### List of tasks:
[1] In the coolant-leak thread, rewrite the passage that begins at the words "# First issue" and stops after "max and min.", changing "coolant" to "antifreeze" throughout.
[2] In the coolant-leak thread, why does rmorin49 say it is hard to judge the car's operating temperatures? Answer in one to three sentences.
[3] Pick up the coolant-leak forum thread right after its final line and keep it going.

** BEGIN Page **

# First issue - possible coolant leak



## mecodoug (Nov 30, 2007)

At 16,000 miles. This morning I noticed a small puddle, maybe an ounce or 2, of blueish fluid, smells like coolant, under the front of the engine bay. I checked the level, and it is halfway between max and min.

I will be taking her in early next week.....

Anyone else have a coolant issue?


----------



## rmorin49 (Jan 7, 2007)

On a related note the fan on my car 
ran for several minutes after the engine was shut down a few days ago. Without a temperature gauge(shame BMW) it is difficult to judge operating temps. Did you shut down your car after a drive with the AC on in warm temps?



Sent from my iPhone using BimmerApp


----------



## dunderhi (Dec 10, 2006)

rmorin49 said:


> On a related note the fan on my car
> ran for several minutes after the engine was shut down a few days ago. Without a temperature gauge(shame BMW) it is difficult to judge operating temps. Did you shut down your car after a drive with the AC on in warm temps?


I'm not 100% sure of the reason, but I think the running fan might be part the particulate burn-off cycle. I had it happen to me and it stopped after a few minutes.

BTW, no coolant issues here.


----------



## mecodoug (Nov 30, 2007)

I did notice the fan running after shutdown after a 40 mile drive, and this was unusual. I assume the fan runs based on water temp.

No additional puddling yet, but no long drives either.


----------



## TXPearl (Apr 16, 2010)

I don't think the fan issue is related. My fan seems to continue running randomly without any relationship to ambient temperature or recent driving conditions.

What color is the diesel exhaust additive? Blue? 

Sent from my DROIDX using Bimmer App


----------



## Kanuck (Feb 18, 2003)

TXPearl said:


> What color is the diesel exhaust additive? Blue?

** END Page **
** BEGIN Data shown **

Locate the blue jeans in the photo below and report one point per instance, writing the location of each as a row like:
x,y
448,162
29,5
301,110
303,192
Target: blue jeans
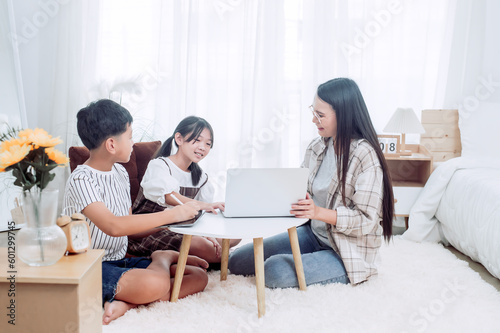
x,y
321,263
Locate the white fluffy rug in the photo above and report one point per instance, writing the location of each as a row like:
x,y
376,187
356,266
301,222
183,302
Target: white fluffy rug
x,y
420,288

** END Data shown **

### Answers for the exercise:
[1]
# First issue - possible antifreeze leak



## mecodoug (Nov 30, 2007)

At 16,000 miles. This morning I noticed a small puddle, maybe an ounce or 2, of blueish fluid, smells like antifreeze, under the front of the engine bay. I checked the level, and it is halfway between max and min.

[2] The car has no temperature gauge, so rmorin49 finds it difficult to judge operating temperatures.

[3]
> 
> Sent from my DROIDX using Bimmer App


DEF is a clear liquid. In the E90, it is stored in 2 tanks under the trunk, so you are unlikely to find a puddle of it under the front of the car.


----------



## mecodoug (Nov 30, 2007)

Definitely not DEF. And no additional puddles (yet.) The only other possibility is a/c condensation, but it definitely had a tint and smelled sweet, so I'm pretty sure it was coolant.


----------



## bayoucity (Jun 11, 2010)

dunderhi said:


> I'm not 100% sure of the reason, but I think the running fan might be part the particulate burn-off cycle. I had it happen to me and it stopped after a few minutes.
> 
> BTW, no coolant issues here.


Yeah, same thing has happened a few times since I own her. It usually stops a few minutes later. Again, it only happens maybe 3-5 times during my 9 months ownership.


----------



## bimmerdiesel (Jul 9, 2010)

happened to me 2-3 times. Rather I observed it 2-3 times. Since its not consistent so I didnt bother much. I had a feeling its AC.


----------



## Snipe656 (Oct 22, 2009)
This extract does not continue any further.